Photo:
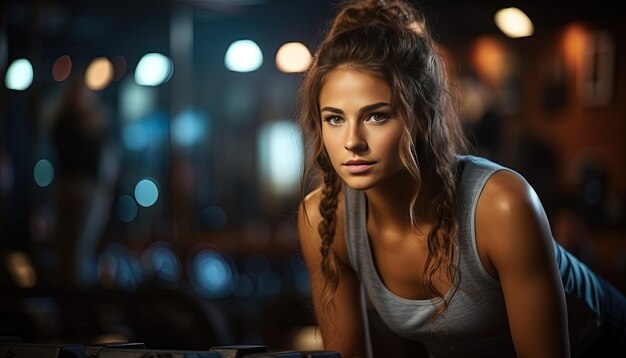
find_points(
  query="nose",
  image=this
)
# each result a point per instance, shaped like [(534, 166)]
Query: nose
[(355, 141)]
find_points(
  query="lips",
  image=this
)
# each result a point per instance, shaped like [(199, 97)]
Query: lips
[(358, 166)]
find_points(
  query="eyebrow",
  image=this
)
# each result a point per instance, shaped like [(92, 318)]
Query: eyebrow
[(369, 107)]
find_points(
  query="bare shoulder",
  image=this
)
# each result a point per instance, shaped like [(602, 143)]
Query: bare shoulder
[(511, 225), (507, 195)]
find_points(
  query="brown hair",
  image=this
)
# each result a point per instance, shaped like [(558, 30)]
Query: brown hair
[(390, 39)]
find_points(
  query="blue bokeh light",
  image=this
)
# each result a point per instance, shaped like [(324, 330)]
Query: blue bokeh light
[(213, 274), (19, 75), (146, 192), (243, 56)]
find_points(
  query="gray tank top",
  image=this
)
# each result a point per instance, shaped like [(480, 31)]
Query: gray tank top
[(475, 323)]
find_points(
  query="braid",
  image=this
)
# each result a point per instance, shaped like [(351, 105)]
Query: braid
[(330, 266), (327, 227)]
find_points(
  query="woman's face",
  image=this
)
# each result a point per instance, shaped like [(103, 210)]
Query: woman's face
[(360, 134)]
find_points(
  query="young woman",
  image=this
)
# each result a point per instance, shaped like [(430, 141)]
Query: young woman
[(453, 251)]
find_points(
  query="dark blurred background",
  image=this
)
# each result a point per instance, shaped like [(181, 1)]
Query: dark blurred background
[(148, 183)]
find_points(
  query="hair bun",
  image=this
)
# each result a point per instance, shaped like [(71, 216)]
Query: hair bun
[(389, 13)]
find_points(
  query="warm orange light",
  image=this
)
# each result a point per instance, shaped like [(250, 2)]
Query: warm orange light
[(99, 74)]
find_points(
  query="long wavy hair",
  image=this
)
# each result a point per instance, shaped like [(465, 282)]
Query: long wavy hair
[(390, 39)]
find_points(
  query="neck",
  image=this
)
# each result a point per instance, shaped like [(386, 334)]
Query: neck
[(389, 205)]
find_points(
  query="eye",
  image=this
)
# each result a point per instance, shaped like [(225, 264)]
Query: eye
[(377, 117), (333, 120)]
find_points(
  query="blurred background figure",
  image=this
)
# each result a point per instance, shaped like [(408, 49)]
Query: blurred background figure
[(175, 173), (88, 167)]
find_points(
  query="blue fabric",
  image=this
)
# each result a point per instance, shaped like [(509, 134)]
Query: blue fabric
[(475, 323)]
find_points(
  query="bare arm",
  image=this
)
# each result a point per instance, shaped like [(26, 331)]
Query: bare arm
[(342, 326), (512, 226)]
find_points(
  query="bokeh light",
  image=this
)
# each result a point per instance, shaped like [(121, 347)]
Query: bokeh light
[(146, 192), (99, 74), (19, 75), (162, 261), (280, 156), (243, 56), (188, 127), (514, 23), (293, 57), (212, 274), (153, 69)]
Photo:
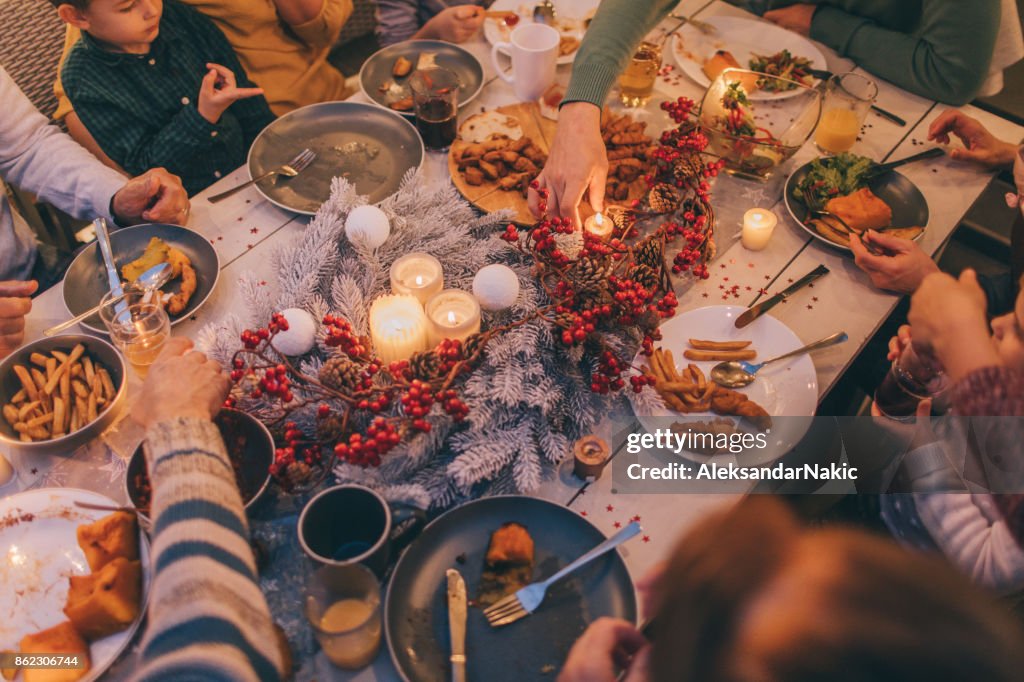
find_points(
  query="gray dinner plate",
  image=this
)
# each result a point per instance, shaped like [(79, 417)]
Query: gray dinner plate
[(416, 607), (376, 72), (370, 146), (85, 283), (908, 205)]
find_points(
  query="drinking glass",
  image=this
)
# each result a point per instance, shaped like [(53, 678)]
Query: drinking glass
[(912, 377), (848, 97), (435, 98), (637, 82), (342, 604), (138, 326)]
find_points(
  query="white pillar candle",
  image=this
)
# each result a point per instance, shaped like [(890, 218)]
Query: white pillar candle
[(397, 327), (417, 274), (453, 314), (598, 225), (758, 226)]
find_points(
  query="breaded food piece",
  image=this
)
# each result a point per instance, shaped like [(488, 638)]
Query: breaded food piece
[(60, 638), (107, 601), (510, 545), (112, 537)]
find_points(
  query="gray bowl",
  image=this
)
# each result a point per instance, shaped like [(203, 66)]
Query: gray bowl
[(86, 282), (253, 473), (100, 351), (377, 70)]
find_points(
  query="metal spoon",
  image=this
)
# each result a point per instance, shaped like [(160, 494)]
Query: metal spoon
[(544, 12), (736, 374), (153, 279)]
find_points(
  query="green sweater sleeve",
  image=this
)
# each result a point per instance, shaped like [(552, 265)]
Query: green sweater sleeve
[(946, 57), (612, 37)]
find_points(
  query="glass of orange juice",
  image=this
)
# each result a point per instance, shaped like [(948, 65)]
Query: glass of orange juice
[(848, 97), (343, 607)]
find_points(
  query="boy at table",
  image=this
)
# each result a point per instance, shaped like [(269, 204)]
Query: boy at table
[(157, 84)]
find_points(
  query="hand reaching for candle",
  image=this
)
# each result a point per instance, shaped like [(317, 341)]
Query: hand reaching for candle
[(578, 163)]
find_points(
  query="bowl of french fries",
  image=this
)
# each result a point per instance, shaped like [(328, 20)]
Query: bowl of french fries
[(57, 393)]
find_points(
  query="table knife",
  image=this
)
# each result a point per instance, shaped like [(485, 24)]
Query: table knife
[(103, 240), (764, 306), (457, 624), (823, 76)]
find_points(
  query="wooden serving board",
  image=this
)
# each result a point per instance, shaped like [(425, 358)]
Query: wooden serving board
[(489, 198)]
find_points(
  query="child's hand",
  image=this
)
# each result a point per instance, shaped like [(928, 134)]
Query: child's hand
[(218, 91), (456, 25)]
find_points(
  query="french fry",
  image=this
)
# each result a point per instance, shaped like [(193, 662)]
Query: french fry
[(28, 384), (701, 344), (707, 355)]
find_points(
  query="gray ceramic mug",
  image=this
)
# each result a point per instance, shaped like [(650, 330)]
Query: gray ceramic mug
[(347, 524)]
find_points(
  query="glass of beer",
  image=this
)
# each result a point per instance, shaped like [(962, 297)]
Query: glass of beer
[(848, 97), (637, 83), (435, 99), (138, 326)]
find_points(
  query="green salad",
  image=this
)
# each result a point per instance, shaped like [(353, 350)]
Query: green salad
[(835, 176)]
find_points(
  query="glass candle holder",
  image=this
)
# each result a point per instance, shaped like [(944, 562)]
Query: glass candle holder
[(418, 274), (138, 326), (397, 327), (342, 604), (453, 314)]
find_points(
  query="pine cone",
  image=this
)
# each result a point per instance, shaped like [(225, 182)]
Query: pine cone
[(588, 274), (663, 199), (425, 366), (650, 254), (645, 276), (341, 374), (330, 429)]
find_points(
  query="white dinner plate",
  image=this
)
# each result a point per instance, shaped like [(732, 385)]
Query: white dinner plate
[(569, 14), (39, 550), (742, 37), (787, 388)]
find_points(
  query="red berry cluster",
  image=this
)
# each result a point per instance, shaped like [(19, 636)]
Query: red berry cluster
[(367, 452), (251, 338), (609, 374), (340, 335)]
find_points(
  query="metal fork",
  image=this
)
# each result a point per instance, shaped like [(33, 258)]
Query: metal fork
[(291, 169), (525, 601)]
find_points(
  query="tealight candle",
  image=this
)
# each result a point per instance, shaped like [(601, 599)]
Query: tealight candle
[(758, 226), (397, 327), (598, 225), (453, 314), (418, 274)]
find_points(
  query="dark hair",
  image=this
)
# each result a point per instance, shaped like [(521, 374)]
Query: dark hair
[(751, 595)]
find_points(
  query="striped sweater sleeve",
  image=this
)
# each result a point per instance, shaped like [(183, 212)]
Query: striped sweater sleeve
[(208, 619)]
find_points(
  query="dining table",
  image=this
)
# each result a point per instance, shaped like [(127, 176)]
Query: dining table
[(246, 229)]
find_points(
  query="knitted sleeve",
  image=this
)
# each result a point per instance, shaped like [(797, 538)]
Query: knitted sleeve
[(208, 619)]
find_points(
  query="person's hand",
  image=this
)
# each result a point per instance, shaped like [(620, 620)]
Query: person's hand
[(901, 268), (14, 305), (156, 196), (455, 25), (219, 90), (948, 320), (181, 383), (980, 146), (578, 163), (795, 17), (607, 644)]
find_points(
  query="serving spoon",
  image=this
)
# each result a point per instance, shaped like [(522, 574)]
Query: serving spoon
[(153, 279), (733, 374)]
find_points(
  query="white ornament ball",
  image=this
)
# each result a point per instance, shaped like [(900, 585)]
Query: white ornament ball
[(301, 334), (496, 287), (368, 224)]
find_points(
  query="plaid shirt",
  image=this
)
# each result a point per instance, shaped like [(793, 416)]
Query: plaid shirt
[(142, 110)]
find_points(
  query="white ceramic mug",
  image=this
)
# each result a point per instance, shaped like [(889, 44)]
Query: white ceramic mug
[(534, 48)]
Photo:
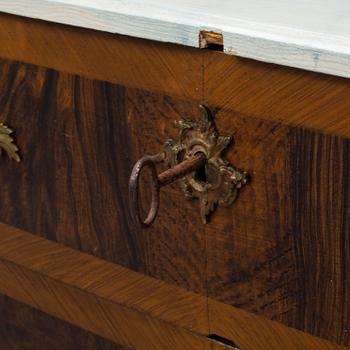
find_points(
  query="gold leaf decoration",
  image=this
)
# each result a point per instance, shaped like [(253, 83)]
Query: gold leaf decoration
[(7, 143)]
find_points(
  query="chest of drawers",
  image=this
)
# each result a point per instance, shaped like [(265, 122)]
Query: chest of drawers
[(270, 271)]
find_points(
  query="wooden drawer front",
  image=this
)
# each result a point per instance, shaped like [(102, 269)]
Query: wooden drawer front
[(78, 141), (281, 251), (25, 328)]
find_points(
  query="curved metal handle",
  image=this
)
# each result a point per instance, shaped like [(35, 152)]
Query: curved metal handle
[(150, 162), (157, 181)]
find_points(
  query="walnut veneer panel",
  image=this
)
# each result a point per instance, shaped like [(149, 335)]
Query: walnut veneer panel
[(124, 60), (276, 93), (130, 308), (283, 249), (26, 328), (79, 139)]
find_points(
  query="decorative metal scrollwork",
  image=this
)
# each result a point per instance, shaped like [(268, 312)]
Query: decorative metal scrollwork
[(196, 160)]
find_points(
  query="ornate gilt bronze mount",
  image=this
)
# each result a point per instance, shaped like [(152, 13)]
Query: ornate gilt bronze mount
[(196, 160), (7, 143), (215, 183)]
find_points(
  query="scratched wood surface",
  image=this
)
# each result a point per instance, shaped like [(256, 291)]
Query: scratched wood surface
[(79, 140), (113, 302), (282, 251), (251, 255), (26, 328), (270, 92), (115, 58)]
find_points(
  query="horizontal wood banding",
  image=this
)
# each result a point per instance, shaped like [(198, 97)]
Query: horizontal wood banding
[(23, 327), (115, 58), (112, 301), (277, 94)]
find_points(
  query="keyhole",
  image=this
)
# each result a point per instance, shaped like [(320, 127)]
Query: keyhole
[(200, 174)]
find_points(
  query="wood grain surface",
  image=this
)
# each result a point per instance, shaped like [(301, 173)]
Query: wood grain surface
[(79, 139), (305, 34), (26, 328), (98, 296), (282, 250), (267, 91), (115, 58), (275, 93), (114, 302)]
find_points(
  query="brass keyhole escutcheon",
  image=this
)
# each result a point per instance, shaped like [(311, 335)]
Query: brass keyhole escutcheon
[(196, 161)]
---+---
Written exercise:
Tally the lines in the data above that contain the string "background", and reply with the number alone.

Result for this task:
4